_Exercise goal:_
Render the records as a JSON list of strings, one string per line and blank lines left out. Begin at the line that contains "Indicate every instance of the window" and continue to the end of the records.

_Data shown:_

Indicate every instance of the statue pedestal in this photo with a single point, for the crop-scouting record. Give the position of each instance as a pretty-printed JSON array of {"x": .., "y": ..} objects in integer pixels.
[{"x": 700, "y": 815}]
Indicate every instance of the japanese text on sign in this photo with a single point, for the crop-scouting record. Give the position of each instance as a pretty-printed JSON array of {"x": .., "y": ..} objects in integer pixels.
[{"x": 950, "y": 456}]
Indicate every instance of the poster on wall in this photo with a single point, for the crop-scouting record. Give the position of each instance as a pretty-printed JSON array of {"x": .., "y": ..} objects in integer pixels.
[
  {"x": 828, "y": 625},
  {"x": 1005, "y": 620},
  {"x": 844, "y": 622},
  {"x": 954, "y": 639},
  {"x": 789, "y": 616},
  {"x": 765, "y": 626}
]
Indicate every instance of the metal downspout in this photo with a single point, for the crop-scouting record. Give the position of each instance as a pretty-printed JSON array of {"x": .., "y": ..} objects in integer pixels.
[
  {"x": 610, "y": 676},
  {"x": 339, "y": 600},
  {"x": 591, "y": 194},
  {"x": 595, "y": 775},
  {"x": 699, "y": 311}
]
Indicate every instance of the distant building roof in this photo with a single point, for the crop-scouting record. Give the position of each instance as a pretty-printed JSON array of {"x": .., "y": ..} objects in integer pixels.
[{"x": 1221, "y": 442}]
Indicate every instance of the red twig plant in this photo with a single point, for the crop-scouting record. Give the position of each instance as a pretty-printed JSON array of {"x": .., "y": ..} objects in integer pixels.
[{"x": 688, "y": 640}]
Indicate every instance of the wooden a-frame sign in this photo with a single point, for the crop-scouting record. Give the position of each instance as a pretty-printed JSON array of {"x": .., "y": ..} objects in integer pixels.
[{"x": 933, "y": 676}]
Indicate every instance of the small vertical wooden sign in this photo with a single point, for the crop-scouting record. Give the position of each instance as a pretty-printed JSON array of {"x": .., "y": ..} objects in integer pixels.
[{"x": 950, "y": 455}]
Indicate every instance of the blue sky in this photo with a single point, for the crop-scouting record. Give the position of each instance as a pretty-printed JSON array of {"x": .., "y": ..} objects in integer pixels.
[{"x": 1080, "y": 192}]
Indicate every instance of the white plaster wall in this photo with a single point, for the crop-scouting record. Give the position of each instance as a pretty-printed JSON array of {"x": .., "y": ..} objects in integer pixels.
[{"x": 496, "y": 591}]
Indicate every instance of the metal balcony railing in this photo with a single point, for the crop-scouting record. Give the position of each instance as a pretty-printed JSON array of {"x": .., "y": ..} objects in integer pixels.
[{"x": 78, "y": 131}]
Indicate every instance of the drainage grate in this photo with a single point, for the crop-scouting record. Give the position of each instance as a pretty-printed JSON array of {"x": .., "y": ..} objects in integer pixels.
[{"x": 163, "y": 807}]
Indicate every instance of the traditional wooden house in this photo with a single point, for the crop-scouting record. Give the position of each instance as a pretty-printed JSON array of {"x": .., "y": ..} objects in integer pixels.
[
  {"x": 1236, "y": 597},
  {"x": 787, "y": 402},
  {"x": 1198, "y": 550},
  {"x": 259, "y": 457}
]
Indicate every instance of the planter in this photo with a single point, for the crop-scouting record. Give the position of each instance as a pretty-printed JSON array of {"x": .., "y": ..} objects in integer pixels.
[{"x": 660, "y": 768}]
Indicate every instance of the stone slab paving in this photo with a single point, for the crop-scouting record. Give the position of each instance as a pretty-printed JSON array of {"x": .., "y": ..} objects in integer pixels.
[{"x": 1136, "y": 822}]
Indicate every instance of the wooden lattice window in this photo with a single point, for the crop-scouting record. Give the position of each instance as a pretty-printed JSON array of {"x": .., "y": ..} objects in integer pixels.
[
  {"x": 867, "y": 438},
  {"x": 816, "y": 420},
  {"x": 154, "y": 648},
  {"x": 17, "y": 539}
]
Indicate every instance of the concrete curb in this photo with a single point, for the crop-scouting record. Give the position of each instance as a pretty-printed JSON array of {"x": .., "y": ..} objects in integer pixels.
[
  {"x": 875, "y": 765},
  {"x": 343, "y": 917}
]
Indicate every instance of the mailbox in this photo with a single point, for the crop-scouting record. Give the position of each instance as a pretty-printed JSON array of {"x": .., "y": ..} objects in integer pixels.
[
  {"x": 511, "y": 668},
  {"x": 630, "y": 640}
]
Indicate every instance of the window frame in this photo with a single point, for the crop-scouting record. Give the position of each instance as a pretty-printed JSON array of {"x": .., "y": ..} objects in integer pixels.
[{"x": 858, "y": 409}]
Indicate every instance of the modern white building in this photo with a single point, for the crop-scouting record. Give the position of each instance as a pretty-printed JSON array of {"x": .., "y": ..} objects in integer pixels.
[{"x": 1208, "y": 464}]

_Final answer:_
[
  "Indicate every instance of the window frame in this photo with a single point, for the crop-scouting record. Give the position of each instance as a pretty-printed JSON array of {\"x\": .., \"y\": ..} objects in integer pixels.",
  "[{\"x\": 858, \"y\": 409}]",
  "Indicate every instance of the modern white building in this photo with a single point, for the crop-scouting record. Give the position of each instance as a pretty-printed JSON array of {\"x\": .., \"y\": ..} objects in integer pixels.",
  "[{\"x\": 1208, \"y\": 464}]"
]